§ **Tu tarea**:
Determina si cada afirmación concuerda con el extracto del documento. Responde sí o no a cada una y cita textualmente las palabras del extracto que lo deciden.
1. El siglo XVIII fue un tiempo de gran fortaleza del centro romano.
2. Las monarquías nacionales controlaban las iglesias locales.
3. Las corrientes del iluminismo despreciaban y criticaban a la Iglesia.

§ **Extracto del documento**:
———
Diferentes aspectos seculares de la esperanza

A esta fase de impulso misionero caracterizada por la gran esperanza cristiana puesta en las nuevas tierras y en los nuevos pueblos, siguieron tiempos de sedimentación y también de gradual cansancio y conformismo. El siglo XVIII es un tiempo de postración eclesiástica, de gran debilidad del centro romano, de control de las iglesias locales por parte de las monarquías nacionales; un tiempo de debilidad del pensamiento teológico y filosófico dentro de la Iglesia, de mera resistencia frente a las corrientes del iluminismo que despreciaban y criticaban a la Iglesia como institución del "ancien régime". Aún más: en las colonias hispanoamericanas, la Iglesia queda desmantelada durante y después las guerras de independencia.
———
§ **Material**:
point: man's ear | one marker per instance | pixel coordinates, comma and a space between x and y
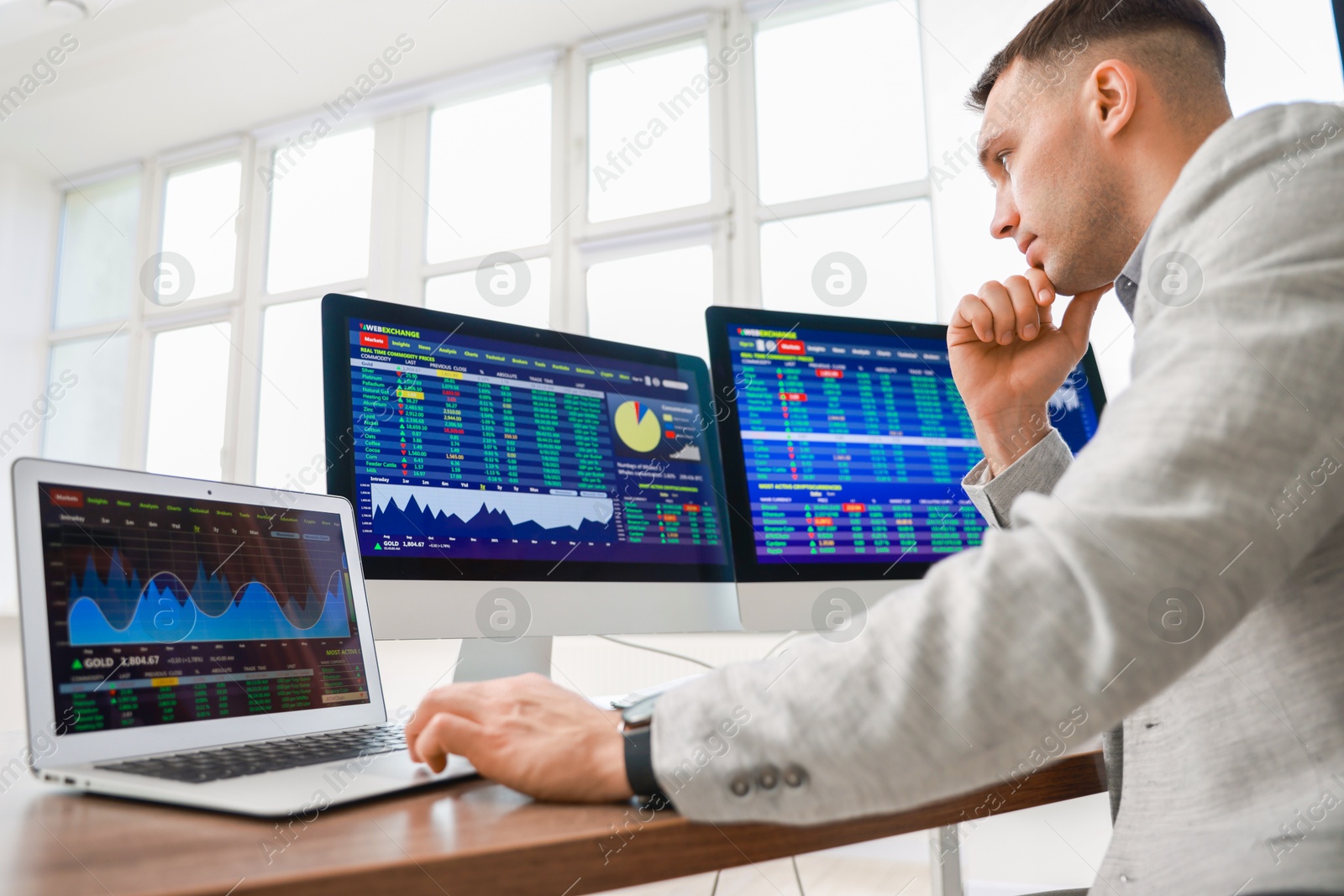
———
§ **Respuesta**:
1. No: «de gran debilidad del centro romano».
2. Sí: «de control de las iglesias locales por parte de las monarquías nacionales».
3. Sí: «las corrientes del iluminismo que despreciaban y criticaban a la Iglesia».